(Instructions for the task): Would you output the whole listing below, exactly as it reads?

(Records for the task):
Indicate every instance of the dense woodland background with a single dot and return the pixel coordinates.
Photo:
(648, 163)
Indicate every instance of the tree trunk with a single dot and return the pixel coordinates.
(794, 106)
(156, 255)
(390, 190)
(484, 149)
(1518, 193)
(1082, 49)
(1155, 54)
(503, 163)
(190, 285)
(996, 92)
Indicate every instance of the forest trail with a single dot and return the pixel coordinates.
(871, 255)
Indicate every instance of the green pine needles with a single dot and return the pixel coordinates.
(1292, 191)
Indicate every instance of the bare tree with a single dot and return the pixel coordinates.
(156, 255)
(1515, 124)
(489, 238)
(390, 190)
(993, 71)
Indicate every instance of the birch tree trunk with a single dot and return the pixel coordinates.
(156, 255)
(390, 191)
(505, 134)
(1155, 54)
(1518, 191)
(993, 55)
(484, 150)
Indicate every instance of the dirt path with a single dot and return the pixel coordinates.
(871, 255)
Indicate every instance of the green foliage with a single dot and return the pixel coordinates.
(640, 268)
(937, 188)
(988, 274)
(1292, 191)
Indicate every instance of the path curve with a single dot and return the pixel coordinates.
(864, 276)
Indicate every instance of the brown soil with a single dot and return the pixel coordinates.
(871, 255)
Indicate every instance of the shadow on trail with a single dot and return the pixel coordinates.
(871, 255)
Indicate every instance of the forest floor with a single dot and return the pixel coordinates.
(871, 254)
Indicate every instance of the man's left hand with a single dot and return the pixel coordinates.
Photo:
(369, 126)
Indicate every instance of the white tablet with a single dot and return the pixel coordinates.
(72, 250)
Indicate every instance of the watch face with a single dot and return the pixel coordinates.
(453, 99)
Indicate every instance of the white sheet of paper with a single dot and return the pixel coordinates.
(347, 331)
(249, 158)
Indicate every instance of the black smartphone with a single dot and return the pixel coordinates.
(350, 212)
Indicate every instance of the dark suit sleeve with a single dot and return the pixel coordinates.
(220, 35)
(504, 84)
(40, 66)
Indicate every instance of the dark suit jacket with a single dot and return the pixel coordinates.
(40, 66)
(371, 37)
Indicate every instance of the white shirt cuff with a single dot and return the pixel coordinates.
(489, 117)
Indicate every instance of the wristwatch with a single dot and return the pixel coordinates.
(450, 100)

(Result of this task):
Indicate every instance of the dense woodland background with a single dot and return the pixel coordinates.
Photo:
(648, 163)
Indicate every instance of the tree trunk with a single dot and return the pixel coordinates.
(794, 106)
(156, 255)
(390, 190)
(484, 149)
(1518, 193)
(1082, 49)
(1155, 54)
(503, 163)
(190, 285)
(996, 92)
Indicate every instance of the forest trail with a single dot and return the pixel coordinates.
(871, 255)
Indicate every instance of the green pine needles with a single dot and return the pixel coordinates.
(1292, 191)
Indicate every instance of the bare tree with a single dot and return the pixel coordinates.
(156, 255)
(1515, 124)
(489, 238)
(390, 190)
(993, 71)
Indicate every instance of the birch tree trunk with a single dot and return the pixel coordinates.
(156, 255)
(390, 191)
(505, 134)
(1155, 54)
(1518, 191)
(993, 55)
(484, 150)
Indicate every instance of the dirt path with a single dot and return the pixel coordinates.
(871, 255)
Indicate every instance of the green foliage with a single dot and return the pixel coordinates.
(640, 268)
(937, 188)
(988, 274)
(1292, 191)
Indicate every instance of the path curve with a single dot and return the pixel coordinates.
(864, 276)
Indicate every instance of the brown soil with a single dot and return the pixel coordinates.
(871, 255)
Indicate every instance of the shadow on trail with a single dot and return the pixel coordinates.
(871, 255)
Indicate every instance of the forest floor with a single dot and return the pixel coordinates.
(871, 254)
Indicate every instance of the man's left hand with a single dot and return the pixel coordinates.
Photo:
(369, 126)
Indicate every instance of the white tablet with a single dot and return the pixel coordinates.
(72, 250)
Indicate every instance of the watch face with a single dot and return the pixel coordinates.
(453, 99)
Indicate every instance of the white sheet of paper with a single dot and return the pixel coordinates.
(347, 331)
(249, 158)
Indicate every instance of the black smartphone with a single dot and return the pixel coordinates.
(350, 212)
Indicate every instance of the dark suit sleeve with a single dot and return the pixel coordinates.
(220, 35)
(504, 84)
(40, 66)
Indicate every instance of the dark suit jacket with a single dot and return the pixel coordinates.
(40, 66)
(371, 37)
Indicate every instance of the white shirt cuff with a single dot and return the pixel coordinates.
(489, 117)
Indicate every instance of the wristwatch with a single dot and return the pixel coordinates.
(450, 100)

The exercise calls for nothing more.